*Text block*.
┄┄┄┄┄┄┄┄┄┄

Merry Month of May

As published by the Murfreesboro Post, Shirley Ferris Jones, Tuesday, May 29, 2012

Charles Ready, Jr.

Charles Ready, Jr.

WThe month of May was anything but “merry” for the citizens of Murfreesborough in 1862.

Our little town was barely 50 years old when it became a focal point of the Civil War in the West. From 1811, when the town was founded, until 1861, life here had been interesting but hardly dramatic.

The townspeople had enjoyed prosperity and a sense of well-being for half a century. Murfreesboro served as the capitol of Tennessee from 1819-1826 and was to host such well-known political figures as Andrew Jackson, Martin Van Buren and James K. Polk.

Businesses flourished, educational landmarks were established and the quality of life was good.

During this decade the high point in agriculture, transportation, education, and the economy was reached.

In 1859, the completion of a grand new Courthouse, at a cost of $59,000, was a topic for conversation and by 1860 the residents of Murfreesboro and Rutherford County could certainly be proud of not only their prosperity but of their position in state politics.

Murfreesboro was torn by the 1860 election.

A few voters supported the Northern Democrat, Stephen A. Douglas, some liked John Breckenridge the Southern Democrat, but many supported John Bell of the Constitutional Union Party – the successor of the Whigs. Lincoln was not on the Tennessee ballot, not having qualified in the state. Bell carried the state but Lincoln won the election.

When seven deep south states left the Union, Tennessee debated the issue and in February 1861, voted “No” on the ticket calling for a “Convention” or “No Convention” regarding the issue of secession.

┄┄┄┄┄┄┄┄┄┄

List the well-known political figures that the Murfreesboro article says the town would host. The items that follow have nothing to do with the Murfreesboro article.

*Supplied records*.
┄┄┄┄┄┄┄┄┄┄

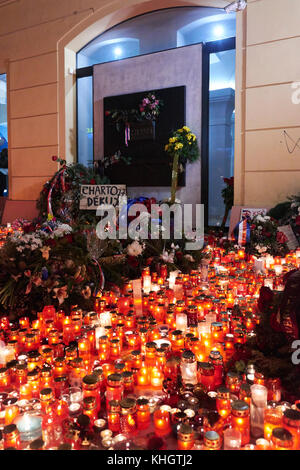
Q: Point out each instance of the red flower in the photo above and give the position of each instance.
(281, 238)
(132, 261)
(69, 238)
(27, 228)
(50, 242)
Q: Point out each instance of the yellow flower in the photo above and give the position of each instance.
(178, 146)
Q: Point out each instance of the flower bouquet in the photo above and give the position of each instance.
(183, 148)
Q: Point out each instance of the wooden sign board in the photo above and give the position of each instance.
(94, 195)
(250, 212)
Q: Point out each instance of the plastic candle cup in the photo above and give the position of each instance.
(259, 396)
(272, 419)
(11, 410)
(29, 426)
(162, 421)
(181, 321)
(232, 439)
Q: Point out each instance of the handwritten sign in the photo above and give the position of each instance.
(95, 195)
(251, 212)
(292, 241)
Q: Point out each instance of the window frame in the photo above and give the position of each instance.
(208, 48)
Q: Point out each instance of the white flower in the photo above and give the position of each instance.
(261, 249)
(62, 230)
(167, 257)
(174, 247)
(135, 249)
(189, 258)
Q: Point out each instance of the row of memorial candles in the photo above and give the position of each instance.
(185, 326)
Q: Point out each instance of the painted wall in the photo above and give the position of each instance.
(268, 62)
(176, 67)
(39, 41)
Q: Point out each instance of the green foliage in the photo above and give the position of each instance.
(42, 268)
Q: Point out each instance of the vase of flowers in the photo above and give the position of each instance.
(183, 148)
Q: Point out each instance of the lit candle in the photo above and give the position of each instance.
(181, 322)
(105, 319)
(162, 421)
(11, 410)
(278, 269)
(232, 439)
(147, 284)
(259, 396)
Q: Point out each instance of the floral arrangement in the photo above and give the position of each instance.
(47, 264)
(288, 213)
(228, 197)
(270, 349)
(265, 237)
(150, 107)
(155, 250)
(184, 143)
(183, 148)
(60, 197)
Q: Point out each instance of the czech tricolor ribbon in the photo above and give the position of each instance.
(127, 133)
(244, 232)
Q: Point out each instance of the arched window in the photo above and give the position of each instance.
(163, 30)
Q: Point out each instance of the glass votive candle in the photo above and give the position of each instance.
(4, 378)
(185, 437)
(232, 439)
(259, 396)
(11, 437)
(223, 402)
(11, 410)
(241, 420)
(291, 421)
(162, 421)
(281, 439)
(262, 444)
(272, 419)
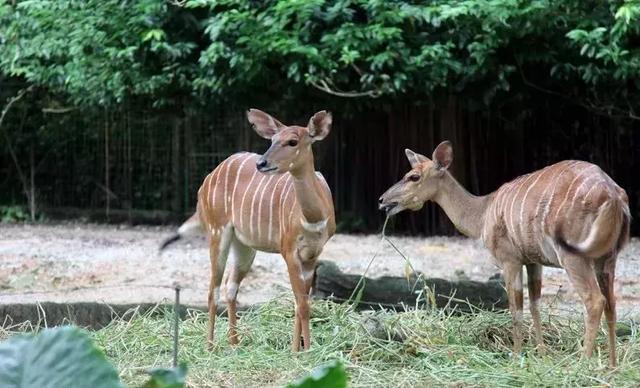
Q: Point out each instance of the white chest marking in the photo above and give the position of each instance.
(315, 227)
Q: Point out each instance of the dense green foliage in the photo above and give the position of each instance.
(99, 52)
(385, 348)
(60, 357)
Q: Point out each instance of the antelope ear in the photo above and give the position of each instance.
(443, 155)
(265, 125)
(415, 158)
(320, 125)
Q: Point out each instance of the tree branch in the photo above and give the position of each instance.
(324, 86)
(12, 101)
(58, 110)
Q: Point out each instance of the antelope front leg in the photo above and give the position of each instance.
(214, 288)
(534, 283)
(300, 287)
(583, 278)
(605, 271)
(513, 281)
(218, 251)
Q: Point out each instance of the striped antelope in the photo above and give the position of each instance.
(276, 202)
(570, 215)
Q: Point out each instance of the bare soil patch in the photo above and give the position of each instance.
(75, 262)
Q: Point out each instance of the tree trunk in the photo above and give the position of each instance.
(31, 194)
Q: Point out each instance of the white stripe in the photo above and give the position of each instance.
(246, 189)
(283, 201)
(271, 204)
(566, 196)
(293, 207)
(547, 208)
(589, 192)
(204, 183)
(253, 202)
(260, 207)
(226, 183)
(524, 200)
(523, 183)
(215, 187)
(220, 167)
(233, 192)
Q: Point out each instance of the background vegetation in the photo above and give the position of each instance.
(123, 106)
(406, 349)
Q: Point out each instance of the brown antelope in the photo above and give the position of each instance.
(570, 215)
(276, 202)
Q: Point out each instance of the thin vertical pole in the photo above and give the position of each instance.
(176, 317)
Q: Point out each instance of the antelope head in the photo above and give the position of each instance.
(290, 145)
(421, 183)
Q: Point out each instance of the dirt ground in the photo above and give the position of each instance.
(120, 264)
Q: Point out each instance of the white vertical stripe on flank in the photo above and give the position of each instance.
(547, 208)
(566, 196)
(226, 184)
(589, 192)
(253, 202)
(219, 170)
(535, 215)
(524, 200)
(523, 183)
(584, 182)
(283, 200)
(293, 207)
(288, 223)
(273, 192)
(260, 201)
(215, 174)
(235, 185)
(204, 190)
(244, 195)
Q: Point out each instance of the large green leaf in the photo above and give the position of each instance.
(60, 357)
(331, 375)
(167, 378)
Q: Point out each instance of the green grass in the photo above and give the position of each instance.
(418, 348)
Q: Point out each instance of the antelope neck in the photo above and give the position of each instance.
(305, 183)
(464, 209)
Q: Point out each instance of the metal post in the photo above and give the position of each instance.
(176, 316)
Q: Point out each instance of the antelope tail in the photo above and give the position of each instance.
(189, 227)
(609, 232)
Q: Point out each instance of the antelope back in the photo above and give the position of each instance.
(261, 207)
(529, 210)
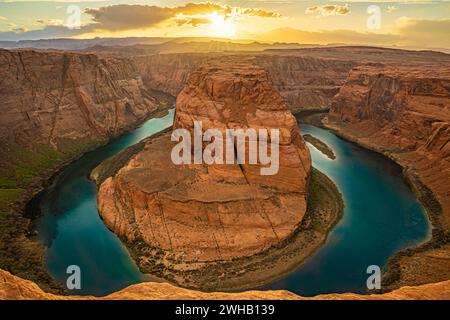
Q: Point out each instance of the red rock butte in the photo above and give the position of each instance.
(199, 212)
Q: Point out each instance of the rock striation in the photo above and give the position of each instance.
(404, 112)
(50, 97)
(15, 288)
(218, 212)
(304, 82)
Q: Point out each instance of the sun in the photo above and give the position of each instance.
(221, 27)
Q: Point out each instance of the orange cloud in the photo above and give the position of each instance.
(329, 10)
(128, 17)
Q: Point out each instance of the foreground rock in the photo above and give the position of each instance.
(15, 288)
(405, 114)
(209, 213)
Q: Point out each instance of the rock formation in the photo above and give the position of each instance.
(304, 82)
(15, 288)
(199, 212)
(404, 112)
(50, 97)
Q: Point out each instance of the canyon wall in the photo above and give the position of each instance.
(49, 97)
(304, 82)
(404, 112)
(54, 107)
(213, 212)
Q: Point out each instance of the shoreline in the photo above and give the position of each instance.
(438, 236)
(262, 268)
(24, 212)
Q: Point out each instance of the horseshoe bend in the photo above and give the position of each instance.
(199, 224)
(213, 226)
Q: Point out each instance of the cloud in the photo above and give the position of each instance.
(329, 10)
(124, 17)
(127, 17)
(434, 33)
(408, 32)
(50, 22)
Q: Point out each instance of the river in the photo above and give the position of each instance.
(381, 216)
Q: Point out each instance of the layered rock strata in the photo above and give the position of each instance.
(205, 213)
(405, 114)
(48, 97)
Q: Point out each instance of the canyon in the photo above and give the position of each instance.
(57, 105)
(195, 214)
(404, 113)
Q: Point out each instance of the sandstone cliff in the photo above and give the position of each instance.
(15, 288)
(55, 106)
(205, 213)
(404, 112)
(48, 97)
(304, 82)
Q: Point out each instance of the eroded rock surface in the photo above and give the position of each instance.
(213, 212)
(404, 112)
(49, 97)
(15, 288)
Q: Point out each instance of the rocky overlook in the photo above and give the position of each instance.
(213, 212)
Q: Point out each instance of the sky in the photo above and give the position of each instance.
(419, 23)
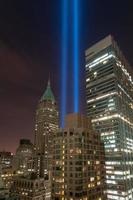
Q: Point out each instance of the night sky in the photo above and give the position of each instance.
(30, 49)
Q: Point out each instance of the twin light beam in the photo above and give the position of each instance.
(65, 56)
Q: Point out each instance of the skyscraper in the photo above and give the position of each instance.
(109, 92)
(78, 162)
(47, 123)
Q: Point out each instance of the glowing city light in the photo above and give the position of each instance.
(64, 59)
(76, 53)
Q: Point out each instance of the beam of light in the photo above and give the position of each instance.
(64, 60)
(76, 53)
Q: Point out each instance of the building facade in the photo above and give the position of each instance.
(23, 161)
(47, 123)
(28, 188)
(78, 162)
(109, 92)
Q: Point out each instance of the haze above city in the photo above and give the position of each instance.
(30, 50)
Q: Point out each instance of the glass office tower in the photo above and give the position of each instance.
(109, 92)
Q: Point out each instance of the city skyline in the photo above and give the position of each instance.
(23, 59)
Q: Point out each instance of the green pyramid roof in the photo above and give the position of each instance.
(48, 94)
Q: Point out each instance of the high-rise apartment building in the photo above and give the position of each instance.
(23, 161)
(29, 187)
(78, 162)
(47, 123)
(109, 92)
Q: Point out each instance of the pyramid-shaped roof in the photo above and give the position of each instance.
(48, 94)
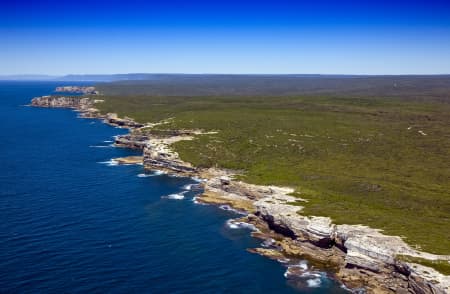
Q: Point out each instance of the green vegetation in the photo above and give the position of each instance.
(360, 160)
(442, 266)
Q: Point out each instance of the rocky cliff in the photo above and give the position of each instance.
(77, 89)
(362, 257)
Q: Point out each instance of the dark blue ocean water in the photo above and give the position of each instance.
(69, 223)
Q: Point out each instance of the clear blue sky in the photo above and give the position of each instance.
(327, 37)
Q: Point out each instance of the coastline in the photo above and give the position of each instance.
(361, 257)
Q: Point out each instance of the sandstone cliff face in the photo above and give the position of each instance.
(364, 256)
(77, 89)
(157, 155)
(62, 102)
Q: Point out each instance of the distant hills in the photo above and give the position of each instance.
(158, 76)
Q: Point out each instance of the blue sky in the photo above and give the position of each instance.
(327, 37)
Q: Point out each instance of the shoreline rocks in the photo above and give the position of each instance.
(361, 257)
(89, 90)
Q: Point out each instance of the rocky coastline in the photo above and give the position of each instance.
(362, 258)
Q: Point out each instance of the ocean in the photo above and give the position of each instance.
(71, 221)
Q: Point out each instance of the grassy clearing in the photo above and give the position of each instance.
(380, 162)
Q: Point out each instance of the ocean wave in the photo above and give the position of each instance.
(188, 187)
(175, 196)
(100, 146)
(111, 162)
(198, 180)
(145, 175)
(314, 283)
(232, 224)
(194, 199)
(229, 208)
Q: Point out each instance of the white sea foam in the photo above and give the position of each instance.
(178, 196)
(232, 224)
(229, 208)
(284, 260)
(313, 283)
(111, 162)
(187, 187)
(145, 175)
(194, 199)
(303, 265)
(100, 146)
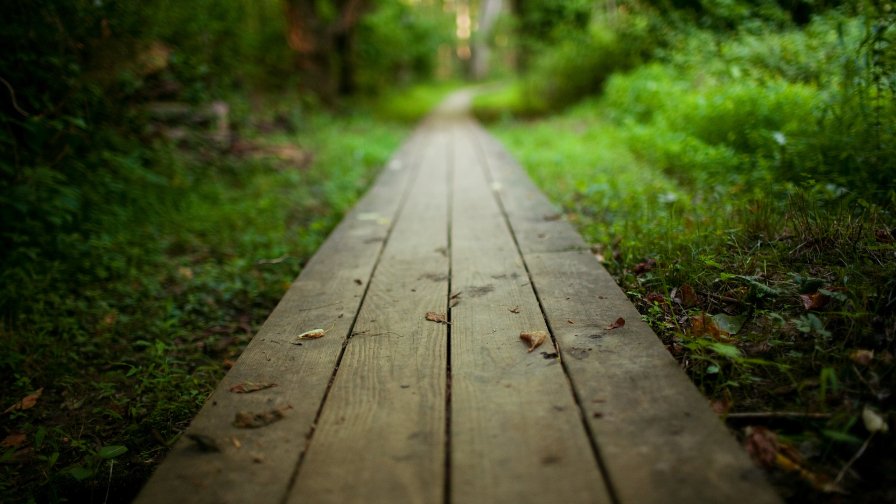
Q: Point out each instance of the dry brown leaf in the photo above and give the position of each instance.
(437, 317)
(762, 445)
(704, 325)
(874, 422)
(533, 338)
(686, 296)
(14, 440)
(312, 334)
(27, 402)
(620, 322)
(204, 443)
(862, 357)
(814, 301)
(245, 388)
(249, 420)
(644, 267)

┄┄┄┄┄┄┄┄┄┄

*Output of the task*. Andrew Jackson, Martin Van Buren, James K. Polk